Les 430 millions d’euros du projet de loi de finances rectificative que vous évoquez ont été arrachés cet été par les parlementaires que nous sommes. Malheureusement, du fait des critères que vous avez retenus, moins de 8 000 communes vont en bénéficier ! Vous vous réjouissez que les fournisseurs aient signé une charte ce midi ? Mais, hier encore, les mêmes menaçaient des communes de leur couper toute fourniture d’énergie si elles ne payaient pas à des tarifs qui s’apparentent – certains élus locaux l’ont dit – à du racket !
Les sommes en jeu sont telles qu’il ne suffira pas d’éteindre l’éclairage public ou de baisser d’un degré le chauffage dans nos écoles. Nous risquons de connaître des coupures de service public dans nos territoires. Le comble, c’est que nos collectivités sont en train de repousser des investissements qui permettraient précisément de réaliser des économies d’énergie.
Madame la Première ministre, allez-vous enfin entendre ce cri d’alerte et examiner les propositions qui sont sur la table, comme le retour aux tarifs réglementés de l’énergie pour les collectivités ? (Applaudissements sur les travées des groupes CRCE, SER et GEST. – M. Loïc Hervé applaudit également.)
M. le président. La parole est à M. le ministre délégué chargé des comptes publics.
M. Gabriel Attal, ministre délégué auprès du ministre de l’économie, des finances et de la souveraineté industrielle et numérique, chargé des comptes publics. Madame la sénatrice, nous avons tellement conscience des tensions et des inquiétudes de nos collectivités que nous consacrons l’essentiel de notre temps – je le soulignais voilà un instant – à agir face à l’emballement des prix de l’énergie. Ma collègue Agnès Pannier-Runacher pourrait vous en parler, puisqu’elle passe ses soirées et ses nuits à Bruxelles (Exclamations amusées sur les travées du groupe Les Républicains.) pour négocier les avancées sur le marché de l’électricité, et elle commence ses journées – c’était encore le cas ce matin – avec les fournisseurs en France, précisément pour lutter contre les pratiques que vous évoquez.
Oui, nous avons pleinement conscience du phénomène ! Je le redis, la première priorité – et nous sommes en train d’aboutir – est la réforme du marché européen de l’électricité pour faire baisser les prix. (M. Fabien Gay s’exclame.) La deuxième est de soutenir et d’accompagner les collectivités locales. Mon collègue Christophe Béchu le rappelait à l’instant, nous avons saisi aujourd’hui le Comité des finances locales du projet de décret faisant suite au dispositif du filet de sécurité, que le Sénat a adopté et même enrichi grâce, notamment, au travail du rapporteur général de la commission des finances, Jean-François Husson.

▶ _ÉNONCÉ 1_
Relevez dans le texte toutes les personnes désignées par leur prénom et leur nom.
Les entrées qui suivent n'ont aucun lien avec le texte.

▶ _DONNÉES SOURCES_
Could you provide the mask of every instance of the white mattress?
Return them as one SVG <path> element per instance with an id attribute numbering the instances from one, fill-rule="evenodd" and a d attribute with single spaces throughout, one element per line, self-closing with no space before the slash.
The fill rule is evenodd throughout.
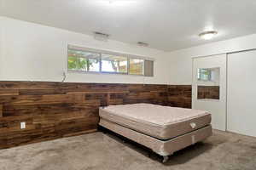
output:
<path id="1" fill-rule="evenodd" d="M 140 120 L 160 127 L 208 115 L 204 110 L 162 106 L 152 104 L 110 105 L 104 108 L 110 113 L 129 119 Z"/>
<path id="2" fill-rule="evenodd" d="M 207 111 L 152 104 L 110 105 L 100 109 L 100 116 L 160 139 L 183 135 L 211 122 Z"/>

▶ _ÉNONCÉ 2_
Recopiez mot pour mot chaque ligne des entrées, en laissant les images de côté.

▶ _RÉSULTAT FINAL 1_
Loïc Hervé, Gabriel Attal, Agnès Pannier-Runacher, Fabien Gay, Christophe Béchu, Jean-François Husson

▶ _RÉSULTAT FINAL 2_
Could you provide the mask of every instance of the white mattress?
Return them as one SVG <path> element per instance with an id attribute numbering the instances from one, fill-rule="evenodd" and a d attribute with single spaces throughout, one element per line, self-closing with no space before the slash.
The fill rule is evenodd throughout.
output:
<path id="1" fill-rule="evenodd" d="M 140 120 L 160 127 L 208 115 L 204 110 L 162 106 L 152 104 L 110 105 L 104 108 L 110 113 L 129 119 Z"/>
<path id="2" fill-rule="evenodd" d="M 207 111 L 152 104 L 110 105 L 100 109 L 100 116 L 160 139 L 183 135 L 211 122 Z"/>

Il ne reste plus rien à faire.